> **Cosa si chiede**:
a. Trasforma in un elenco il paragrafo del brano che comincia con "Italia (4-3-3)", mantenendo modulo, giocatori e commissario tecnico.
b. Nel brano, chi è indicato come Ct della Bulgaria?

Neanche El Shaarawy titolare, almeno lui...


----------



## AntaniPioco (6 Settembre 2013)

giaccherini non giocherà, prandelli ha preferito insigne

girladino ancora titolare è inspiegabile, sono insopportabili gli allenatori che si fissano sui giocatori, un pò come allegri con muntari e robinho


----------



## admin (6 Settembre 2013)

Le formazioni ufficiali
*
Italia (4-3-3)*: Buffon; Abate, Bonucci, Chiellini, Antonelli; Thiago Motta, Pirlo, De Rossi; Insigne, Gilardino, Candreva. Ct: Prandelli.
*Bulgaria (4-4-2)*: Mihaylov; Y. Minev, Bodurov, Ivanov, V. Minev; Dyakov, Manolev, Iliev, Gadzhev; Popov, Tonev. Ct: Penev.


----------



## Tifo'o (6 Settembre 2013)

> **Dati**:
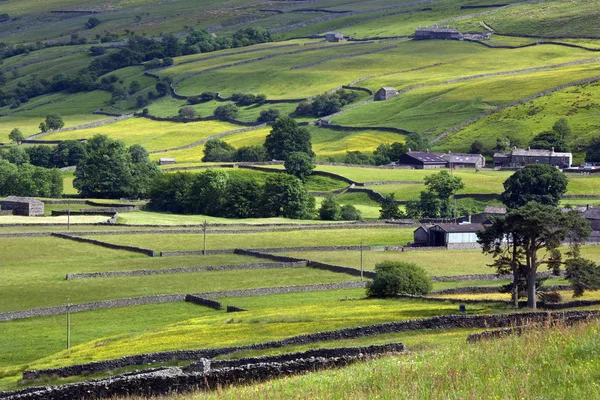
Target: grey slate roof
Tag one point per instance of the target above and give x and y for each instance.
(461, 228)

> **Risposte**:
a.
- Modulo: 4-3-3
- Portiere: Buffon
- Difensori: Abate, Bonucci, Chiellini, Antonelli
- Centrocampisti: Thiago Motta, Pirlo, De Rossi
- Attaccanti: Insigne, Gilardino, Candreva
- Ct: Prandelli

b. Penev.